Copy out every line below without alteration.

___

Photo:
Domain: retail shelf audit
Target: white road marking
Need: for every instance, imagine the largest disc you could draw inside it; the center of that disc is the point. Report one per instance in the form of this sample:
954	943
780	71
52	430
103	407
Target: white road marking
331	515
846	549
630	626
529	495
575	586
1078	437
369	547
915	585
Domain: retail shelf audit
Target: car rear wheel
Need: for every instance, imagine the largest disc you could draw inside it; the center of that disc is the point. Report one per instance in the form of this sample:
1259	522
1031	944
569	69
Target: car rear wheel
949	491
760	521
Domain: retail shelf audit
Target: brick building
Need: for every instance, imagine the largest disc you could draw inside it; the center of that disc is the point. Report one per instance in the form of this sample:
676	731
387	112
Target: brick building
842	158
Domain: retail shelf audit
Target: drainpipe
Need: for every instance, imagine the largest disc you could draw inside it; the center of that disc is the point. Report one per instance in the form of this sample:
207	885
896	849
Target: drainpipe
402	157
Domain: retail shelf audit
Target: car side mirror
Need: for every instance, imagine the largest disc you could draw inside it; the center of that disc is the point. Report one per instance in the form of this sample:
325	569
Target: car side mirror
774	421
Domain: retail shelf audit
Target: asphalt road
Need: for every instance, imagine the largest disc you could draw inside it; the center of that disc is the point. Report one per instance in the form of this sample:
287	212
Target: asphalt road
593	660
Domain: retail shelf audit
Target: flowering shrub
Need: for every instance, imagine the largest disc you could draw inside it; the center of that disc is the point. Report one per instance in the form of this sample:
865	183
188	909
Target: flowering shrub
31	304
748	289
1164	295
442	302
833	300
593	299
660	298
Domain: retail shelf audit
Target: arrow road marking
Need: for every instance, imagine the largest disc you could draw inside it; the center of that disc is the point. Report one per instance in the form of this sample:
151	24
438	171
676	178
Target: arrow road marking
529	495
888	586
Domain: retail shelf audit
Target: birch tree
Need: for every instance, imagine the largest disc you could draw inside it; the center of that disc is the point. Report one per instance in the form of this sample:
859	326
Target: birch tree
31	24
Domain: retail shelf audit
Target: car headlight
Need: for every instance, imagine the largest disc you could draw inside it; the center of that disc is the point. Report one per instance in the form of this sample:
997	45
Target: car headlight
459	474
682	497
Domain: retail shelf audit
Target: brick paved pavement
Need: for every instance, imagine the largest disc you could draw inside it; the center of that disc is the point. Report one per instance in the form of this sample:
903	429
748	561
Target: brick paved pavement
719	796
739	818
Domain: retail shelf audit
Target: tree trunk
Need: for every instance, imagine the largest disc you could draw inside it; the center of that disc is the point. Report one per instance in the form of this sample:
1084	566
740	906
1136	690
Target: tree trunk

___

■ Response below
Photo:
Domain: retail shelf audit
Target: white road marking
Need: for every instance, imagine the largest disc you could draw inside it; the center of that disc is the point. Report one per instance in the form of this sample:
954	943
780	71
52	430
103	407
Target: white road marking
331	515
846	549
630	626
529	495
575	586
1078	437
369	547
915	585
Domain: retail shelf audit
Target: car rear wheel
Need: for every instance, imagine the largest disc you could draw inside it; the center of that disc is the point. Report one per instance in the form of this sample:
1259	522
1031	944
569	69
Target: car rear wheel
949	491
760	521
Domain: retail shelf audit
Target: brick building
Need: for every instance, imagine the largest disc you could draw inside it; the center of that disc is the point. Report one per instance in the form of this sample:
676	731
387	112
Target: brick building
842	158
Domain: retail shelf audit
Target: drainpipe
Need: for every instance, imagine the largest disc you could draw inside it; the center of that disc is the point. Report one per instance in the form of this sample:
207	885
896	849
Target: drainpipe
402	157
Domain: retail shelf audit
Target: car side mirror
Need: for every instance, imagine the largest disc you could draw inside it; the center of that disc is the point. Report one per instance in the form of this sample:
325	569
Target: car side mirror
774	421
Domain: retail shelf audit
Target: asphalt road
Need: for every instance, imagine the largest disc you could draw inside it; the center of that disc is the point. Report one per instance in the form of this sample:
287	212
Target: asphalt road
593	660
Domain: retail shelf audit
Target: flowering shrub
Need: for every instance, imagine the largest disc you could draw inside it; the center of that disc is the point. Report one per instance in the form of this sample:
865	183
188	909
Target: flowering shrub
31	304
748	289
1164	295
442	302
833	300
593	299
660	298
Domain: retail shelf audit
Target: arrow road marking
Need: for every instance, imagine the largest disc you could draw inside it; the center of that disc is the point. Report one per instance in the form of this sample:
151	24
438	171
676	178
Target: arrow road marking
529	495
888	586
Domain: retail shelf audit
Target: birch tree
Need: for every instance, imagine the largest disc you could draw inside it; the center of that disc is the point. Report one per instance in the form of this sample:
859	326
Target: birch tree
31	24
Domain: retail shelf audit
Target: car headlight
Need: for every instance, imagine the largest disc you could draw inside it; the center of that disc is the point. Report one per instance in the form of this sample:
997	45
Target: car headlight
459	474
682	497
Domain: retail shelf audit
Target: brick paved pavement
Need: for every instance, imagine the largest disc you could draw inside it; the center of that disc is the point. Report one per instance in the form of this sample:
903	429
748	561
Target: brick paved pavement
719	796
739	818
Domain: retail shelf audit
Target: tree trunk
Need: for every instance, imagine the largest disc you could draw inside it; the center of that disc is the point. Report one per instance in the form of this sample:
1084	566
740	906
1136	690
Target: tree trunk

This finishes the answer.